- **提示本文**:
井原西鶴とはどんな人?生涯・年表まとめ【代表作品や名言、俳句・小説も紹介】

井原西鶴の生涯年表

1642年 – 0歳「和歌山中津村にて井原西鶴誕生」

和歌山中津村の商人の家に生まれる

現在の和歌山中津村の風景

井原西鶴は和歌山中津村の紀州井原家に誕生しました。商人の家に誕生したとの記録が残っていますが、両親の名前も不明で、商売の種類も不明、いつ頃亡くなったのかも不明なのですが、おそらく両親は早くに亡くなったのではないかと推測されています。

西鶴が誕生した当時は俳諧に置いて貞門派と呼ばれる、松永貞徳を御大とする一派が全盛期を迎えている頃でした。そして、西鶴が6歳の時に宗因流で一世を風靡する西山宗因が大阪天満天神の連歌所の宗匠として迎えられるのです。

松永貞徳が亡くなり、宗因派が隆盛を極める

西鶴の幼少期は松永貞徳が俳諧の流行だった

西鶴は7歳の時に読み書き算盤を習い始めました。その頃には宗因の影響によって、連歌が大阪や堺で流行するようになって行きます。そのさなか、1653年には貞門派のトップ松永貞徳が亡くなったため、宗因はこれを機に俳諧に参戦するようになりました。

西鶴は15歳になると、北革屋町の足袋屋に見習い奉公をしましたが、その利益となる金銀を奪って問題を起こし、実家へ帰ることになります。時を同じくして、宗因が天満天神近くに向栄庵を建立し、そこでの俳諧が大盛況を博すようになるのでした。

1661年 – 20歳「西鶴の俳諧が初めて記録される、この時の俳号は鶴永」

鶴永の俳号で発句

鶴永と名乗っていた頃の作品

西鶴のもっとも初期の頃の作品とみられる俳諧が1661年の記録から見つかっています。どちらも夏頃に詠まれたもので、「心ここになきか鳴かぬかほととぎす」と「彦星やげにも今夜は七ひかり」という作品でした。後者の作品は亡くなった両親を想って作られたものと考えられています。西鶴はこの頃、俳号を「鶴永」と名乗っていました。

1662年には正月に「飾縄や内外二重御代の松」という歌を詠み、同じ頃には仲間を集めて俳諧の点数争いを行うようになりました。西鶴は、自らの俳諧師としての才能をアピールする目的で、積極的に点者(点数をつける人)を称するようになるのです。

5年後、歌集に上記の3句が選ばれる

西村長愛子 遠近集の1ページ

1666年、西村長愛子という人物が選んだ歌集「遠近集」の中に、西鶴(鶴永)が詠んだ「心ここに」、「彦星や」、「飾縄や」の3つが選出されたのです。これが西鶴の俳諧が初めて世に出た瞬間でした。

- **提供資料**:
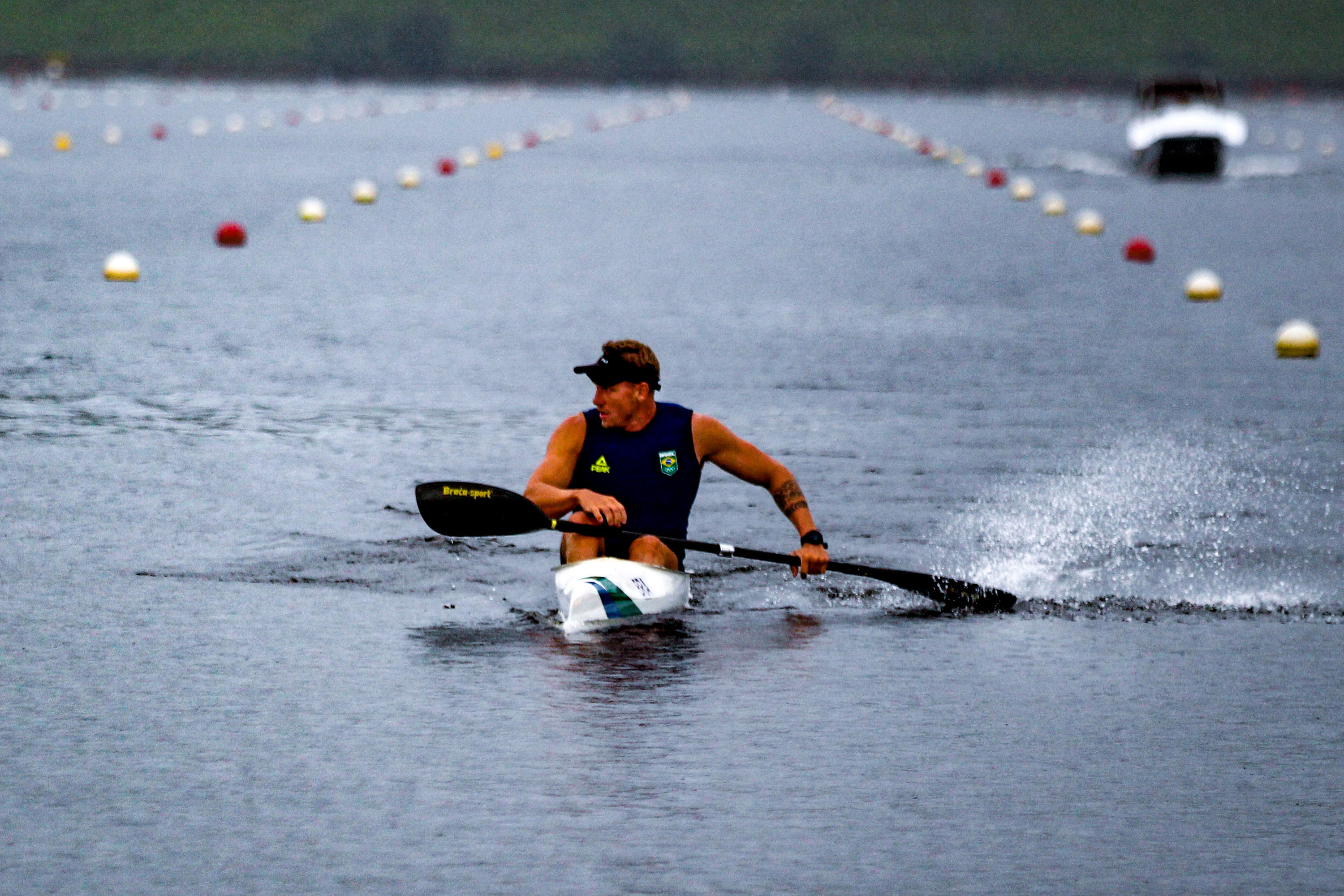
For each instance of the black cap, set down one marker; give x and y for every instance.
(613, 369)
...
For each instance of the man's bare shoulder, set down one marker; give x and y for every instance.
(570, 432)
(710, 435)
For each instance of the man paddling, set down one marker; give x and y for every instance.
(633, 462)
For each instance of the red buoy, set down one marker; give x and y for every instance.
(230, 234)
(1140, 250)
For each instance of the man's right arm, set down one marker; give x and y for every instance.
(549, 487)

- **問題文**:
井原西鶴の生涯を述べた本文について、次の問いに答えよ。
1. 西鶴が読み書き算盤を習い始めたのは何歳の時か。
2. 1661年の記録に残る頃、西鶴が名乗っていた俳号は何か。
3. 1666年に西鶴の3句が選出された歌集の名称は何か。

- **解答**:
1. 7歳
2. 鶴永
3. 遠近集